**GOAL OF THE EXERCISE:** Wherever an image appears in the data, omit it and copy all the remaining text word for word.

*** Opening TASK DATA ***

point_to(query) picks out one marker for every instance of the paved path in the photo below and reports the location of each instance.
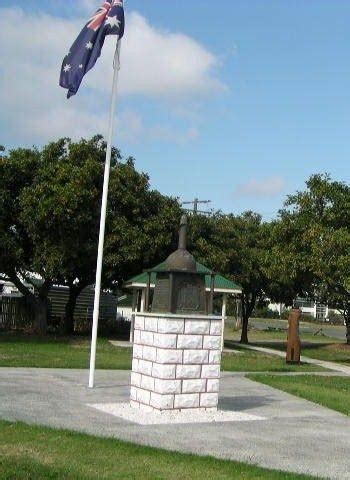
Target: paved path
(336, 367)
(296, 435)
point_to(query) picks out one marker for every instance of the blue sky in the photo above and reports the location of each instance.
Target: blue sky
(234, 101)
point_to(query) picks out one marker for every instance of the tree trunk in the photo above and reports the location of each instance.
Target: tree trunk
(38, 303)
(68, 322)
(248, 304)
(39, 307)
(347, 324)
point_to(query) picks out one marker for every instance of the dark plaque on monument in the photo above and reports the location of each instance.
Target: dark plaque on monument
(180, 288)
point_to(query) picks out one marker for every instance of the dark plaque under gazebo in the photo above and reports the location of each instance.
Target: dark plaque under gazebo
(177, 345)
(180, 288)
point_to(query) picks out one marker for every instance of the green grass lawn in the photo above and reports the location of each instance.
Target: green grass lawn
(50, 352)
(331, 392)
(251, 361)
(30, 452)
(313, 346)
(328, 351)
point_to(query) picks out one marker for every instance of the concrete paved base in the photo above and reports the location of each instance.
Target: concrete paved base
(136, 415)
(295, 435)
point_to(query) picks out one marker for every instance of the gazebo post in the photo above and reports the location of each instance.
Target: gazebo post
(223, 316)
(143, 300)
(133, 308)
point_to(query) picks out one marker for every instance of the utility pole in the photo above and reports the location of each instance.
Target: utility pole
(195, 204)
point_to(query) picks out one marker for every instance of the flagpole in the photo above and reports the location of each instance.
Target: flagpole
(116, 67)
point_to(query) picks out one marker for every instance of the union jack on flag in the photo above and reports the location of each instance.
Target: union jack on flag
(108, 20)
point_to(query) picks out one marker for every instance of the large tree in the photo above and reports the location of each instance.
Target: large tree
(18, 170)
(314, 243)
(61, 212)
(237, 247)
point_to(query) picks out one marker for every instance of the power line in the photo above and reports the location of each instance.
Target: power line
(195, 204)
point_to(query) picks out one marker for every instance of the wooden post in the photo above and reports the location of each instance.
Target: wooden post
(293, 340)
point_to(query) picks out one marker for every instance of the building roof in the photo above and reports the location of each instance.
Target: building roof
(221, 284)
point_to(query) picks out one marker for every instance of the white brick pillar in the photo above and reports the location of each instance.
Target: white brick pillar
(176, 361)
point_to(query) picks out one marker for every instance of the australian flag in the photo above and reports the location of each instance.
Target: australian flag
(108, 20)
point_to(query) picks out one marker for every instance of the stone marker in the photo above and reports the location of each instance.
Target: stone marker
(293, 340)
(177, 346)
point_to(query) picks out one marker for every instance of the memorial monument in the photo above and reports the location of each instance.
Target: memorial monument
(177, 354)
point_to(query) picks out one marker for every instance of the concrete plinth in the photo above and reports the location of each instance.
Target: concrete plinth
(176, 362)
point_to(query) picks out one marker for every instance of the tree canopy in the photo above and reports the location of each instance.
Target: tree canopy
(50, 203)
(314, 243)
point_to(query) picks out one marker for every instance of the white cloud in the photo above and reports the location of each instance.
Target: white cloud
(265, 187)
(157, 64)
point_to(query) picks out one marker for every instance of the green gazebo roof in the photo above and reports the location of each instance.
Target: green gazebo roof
(221, 283)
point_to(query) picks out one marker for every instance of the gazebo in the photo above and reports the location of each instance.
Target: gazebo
(143, 285)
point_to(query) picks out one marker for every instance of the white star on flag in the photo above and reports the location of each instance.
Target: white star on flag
(112, 22)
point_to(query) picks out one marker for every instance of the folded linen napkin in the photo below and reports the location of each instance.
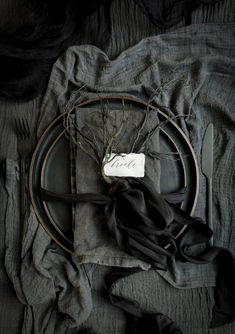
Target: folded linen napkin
(93, 241)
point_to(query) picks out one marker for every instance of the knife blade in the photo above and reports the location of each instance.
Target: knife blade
(207, 157)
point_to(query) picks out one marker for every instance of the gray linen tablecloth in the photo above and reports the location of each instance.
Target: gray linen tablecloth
(54, 288)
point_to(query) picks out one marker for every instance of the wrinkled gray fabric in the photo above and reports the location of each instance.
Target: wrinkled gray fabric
(217, 41)
(54, 289)
(183, 69)
(92, 240)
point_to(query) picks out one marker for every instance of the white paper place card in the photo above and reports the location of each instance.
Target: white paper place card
(125, 165)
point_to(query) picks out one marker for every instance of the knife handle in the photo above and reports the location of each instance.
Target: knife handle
(209, 206)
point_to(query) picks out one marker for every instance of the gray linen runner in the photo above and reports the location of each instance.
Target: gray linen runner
(92, 240)
(192, 71)
(186, 73)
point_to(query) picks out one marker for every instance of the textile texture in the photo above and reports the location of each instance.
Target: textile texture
(189, 71)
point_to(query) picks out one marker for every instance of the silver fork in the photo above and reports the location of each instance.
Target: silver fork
(23, 134)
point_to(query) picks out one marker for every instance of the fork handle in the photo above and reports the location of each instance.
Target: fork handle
(22, 190)
(209, 206)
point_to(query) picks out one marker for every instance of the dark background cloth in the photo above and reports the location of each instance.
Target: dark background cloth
(13, 13)
(34, 34)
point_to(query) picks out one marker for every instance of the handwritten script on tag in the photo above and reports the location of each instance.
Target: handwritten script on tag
(124, 165)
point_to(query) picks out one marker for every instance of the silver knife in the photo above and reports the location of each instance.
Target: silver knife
(207, 168)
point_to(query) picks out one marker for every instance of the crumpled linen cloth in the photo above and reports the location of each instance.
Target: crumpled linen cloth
(193, 71)
(93, 242)
(189, 72)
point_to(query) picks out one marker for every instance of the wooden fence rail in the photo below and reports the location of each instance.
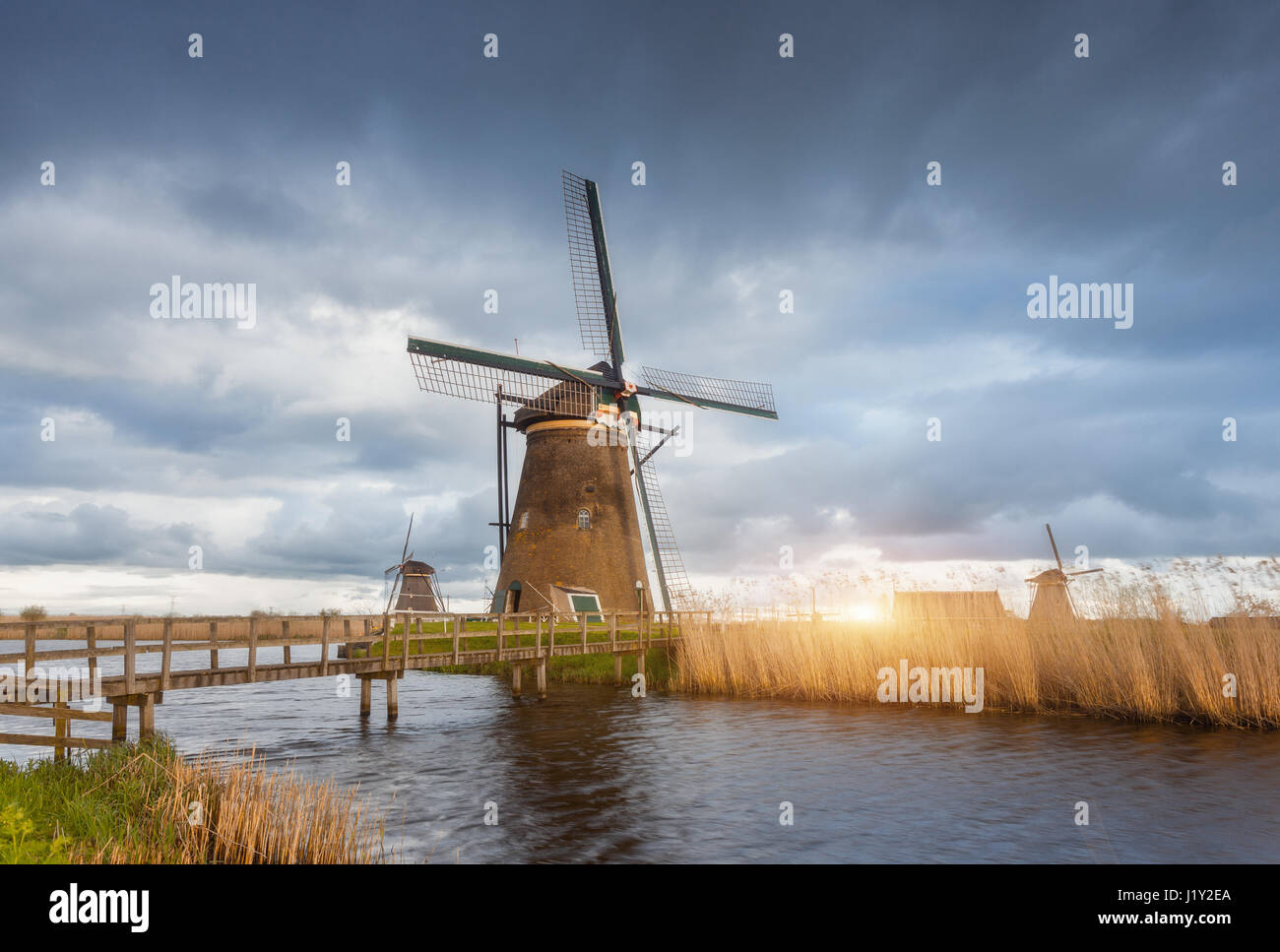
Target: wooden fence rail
(45, 683)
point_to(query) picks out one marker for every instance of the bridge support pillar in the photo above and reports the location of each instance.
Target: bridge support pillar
(392, 696)
(119, 721)
(146, 705)
(146, 717)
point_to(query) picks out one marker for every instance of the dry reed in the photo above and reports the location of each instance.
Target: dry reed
(234, 811)
(1129, 666)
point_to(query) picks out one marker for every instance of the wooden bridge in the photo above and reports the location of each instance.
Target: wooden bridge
(49, 679)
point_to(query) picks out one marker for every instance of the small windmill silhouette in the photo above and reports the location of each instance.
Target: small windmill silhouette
(1051, 602)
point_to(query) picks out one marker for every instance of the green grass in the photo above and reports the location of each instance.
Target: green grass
(59, 811)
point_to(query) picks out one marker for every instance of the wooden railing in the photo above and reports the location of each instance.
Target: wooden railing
(554, 634)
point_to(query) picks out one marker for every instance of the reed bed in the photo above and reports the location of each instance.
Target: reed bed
(1137, 668)
(148, 803)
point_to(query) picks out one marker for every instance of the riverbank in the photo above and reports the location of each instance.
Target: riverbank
(1127, 668)
(148, 803)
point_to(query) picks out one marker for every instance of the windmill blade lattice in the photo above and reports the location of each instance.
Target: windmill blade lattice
(584, 266)
(679, 593)
(740, 396)
(523, 388)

*** Closing TASK DATA ***

**YOUR RESPONSE:**
point_to(query) picks out one marker for every instance of the paved path in the photo below and reports the location of each instance.
Target: paved path
(336, 367)
(296, 435)
point_to(query) picks out one marker for every instance of the blue sky in the photo above and reports the location of each instance.
Target: blue sky
(234, 101)
point_to(query) picks out one marker for every instance of the tree trunk in the photo above and reports the location of each instance.
Target: tree trunk
(38, 303)
(68, 322)
(248, 304)
(39, 307)
(347, 324)
point_to(query) picks out one marker for every instance of the dark plaque on monument in the photo above and reports the location of each instance.
Target: dark plaque on monument
(180, 288)
point_to(query) picks out one marker for every instance of the dark plaque under gazebo in the photo above and reports the location of each instance.
Target: dark plaque under gazebo
(177, 345)
(180, 288)
point_to(query) picks out one marker for every instance of the green grass lawn in the photo above and reports the location of each instance.
Target: green grass lawn
(50, 352)
(331, 392)
(251, 361)
(30, 452)
(313, 346)
(328, 351)
point_to(query) picks out one marker for every instance of the concrete paved base in the photo above and reports the location of each instance.
Target: concrete paved base
(136, 415)
(295, 435)
point_to(query) picks out one marker for every instance of the gazebo post in the photo above and reports the location of each instance.
Target: gazebo post
(223, 316)
(143, 300)
(133, 308)
point_to(query) picks out one marker for every instance of the utility pole in the photo above and reports the location of each instance.
Target: utility pole
(195, 204)
point_to(query) picks out one marker for every instance of the flagpole in the photo above and reports the location of each instance.
Target: flagpole
(116, 67)
point_to(query) picks out one marker for every instance of the union jack on flag in the photo above and reports the location of each instance.
Target: union jack on flag
(108, 20)
point_to(query) picks out one marker for every instance of the large tree in the photo above and reports the location of each instance.
Target: large tree
(18, 170)
(314, 243)
(61, 212)
(237, 247)
point_to(query) picks out one marker for every instance of the power line in the photo above and reports the location of each instance.
Target: power line
(195, 204)
point_to(query) picks out one marker for every instance of the wooden post in the photo above and reports the location of each instance.
Target: wooden post
(293, 340)
point_to(query) picks out one marker for every instance of the building roof in the photo above and reports the location of each instance.
Target: building roof
(221, 284)
point_to(query) picks out one marker for every instance of the white brick pillar in the photo above and reports the location of each instance.
Target: white brick pillar
(176, 361)
point_to(query) picks out one marker for every instance of the australian flag in the photo above and reports the location of each instance.
Target: australian flag
(108, 20)
point_to(query) picks out one marker for every instance of the stone marker in the photo above and reports the location of each instance.
Target: stone marker
(293, 340)
(177, 346)
point_to(query) picks out one marker for every instance of the memorial monument in the photo above and reports the location of each instance.
Target: memorial monument
(177, 354)
point_to(query) picks out one marker for every instance of the concrete plinth in the photo above and reports the location of each instance.
Target: concrete plinth
(176, 362)
point_to(query) picks out one marker for every instance of the tree canopy in the photo above and reports the location of each instance.
Target: tree canopy
(50, 203)
(314, 243)
point_to(query) picks out one marker for every instance of the white cloud in the photo above and reports the location of each instance.
Target: white cloud
(265, 187)
(157, 64)
point_to(query) picks out one marker for every instance of the green gazebo roof in the photo above and reports the location of each instance.
Target: green gazebo roof
(221, 283)
point_to(query) picks out one marker for every instance of the gazebo in the photo above and reports the location of each instance.
Target: gazebo
(143, 285)
point_to(query) picks out one marker for every instance of the white star on flag in the photo above and reports the location of each instance.
Target: white star on flag
(112, 22)
point_to(query) picks out one marker for every instance of the folded linen napkin in the photo below and reports the location of each instance.
Target: folded linen napkin
(93, 241)
point_to(query) picks out one marker for every instance of the knife blade in the photo above and reports the location of each instance.
Target: knife blade
(207, 157)
point_to(query) picks out one marker for every instance of the gray linen tablecloth in the photo above and reports the location of each instance.
Target: gray linen tablecloth
(54, 288)
point_to(query) picks out one marker for every instance of the wrinkled gray fabric in the photo above and reports the location of each instance.
Target: wrinkled gray fabric
(217, 41)
(54, 289)
(183, 69)
(92, 240)
point_to(query) picks out one marker for every instance of the white paper place card in the photo above and reports the location of each instance.
Target: white paper place card
(125, 165)
point_to(query) picks out one marker for every instance of the knife handle in the photo above and reports the location of each instance.
Target: knife handle
(209, 206)
point_to(query) picks out one marker for every instance of the gray linen runner in the photo above and reports the location of each instance.
Target: gray linen runner
(92, 240)
(192, 71)
(186, 73)
point_to(query) picks out one marker for every instance of the textile texture in the photo above and reports the location of each instance.
Target: textile texture
(189, 71)
point_to(query) picks out one marker for every instance of the silver fork in the photo above and reports the location of each instance.
Target: silver fork
(23, 134)
point_to(query) picks out one marker for every instance of the fork handle in the photo above and reports the location of each instance.
Target: fork handle
(22, 190)
(209, 206)
point_to(query) picks out one marker for every instance of the dark background cloth in the photo above and reports the location of each instance.
Target: dark background cloth
(13, 13)
(34, 34)
point_to(query) picks out one marker for every instance of the handwritten script on tag in the photo above and reports the location of each instance.
Target: handwritten script on tag
(124, 165)
point_to(query) picks out one marker for every instance of the silver knife in the photo above and reports the location of each instance.
Target: silver knife
(207, 168)
point_to(query) picks out one marker for every instance of the crumpled linen cloth in the photo above and reports the location of each instance.
Target: crumpled linen cloth
(193, 71)
(93, 242)
(189, 72)
point_to(query) picks out one marker for every instance of the wooden fence rail in the photo below and reports the location of each instance.
Target: wooden fence rail
(45, 683)
point_to(query) picks out one marker for every instance of the bridge support pillar in the photo above and reports the location of each instance.
Target: bridge support pillar
(392, 696)
(119, 721)
(146, 705)
(146, 717)
point_to(query) picks out one marker for every instance of the dry reed in the photo above and reports the location of each instance.
Target: dry reed
(234, 811)
(1129, 666)
point_to(query) picks out one marker for every instance of the wooden bridge in the photo above and reports the location of each instance.
Target: wooden bridge
(49, 679)
point_to(query) picks out one marker for every instance of the small windmill silhouette in the photo above and reports the location of each instance.
Target: small windmill silhouette
(1051, 602)
point_to(query) picks out one marker for every instance of the green grass in the photo above and reports the location of each instance.
Target: green grass
(59, 811)
point_to(query) picks out one marker for every instance of the wooden railing in the photo above and reports the location of each instance.
Target: wooden railing
(554, 634)
point_to(query) picks out one marker for every instance of the reed bed in the photo above and reports the location of each instance.
Target: reed bed
(1137, 668)
(148, 803)
point_to(query) picks out one marker for every instance of the riverbank in the photo above and reports the location of each instance.
Target: riverbank
(1127, 668)
(148, 803)
point_to(query) picks out one marker for every instance of the windmill blade lattice in the photo above and reports the location of each instance.
Target: windmill blade lattice
(584, 266)
(679, 593)
(740, 396)
(523, 388)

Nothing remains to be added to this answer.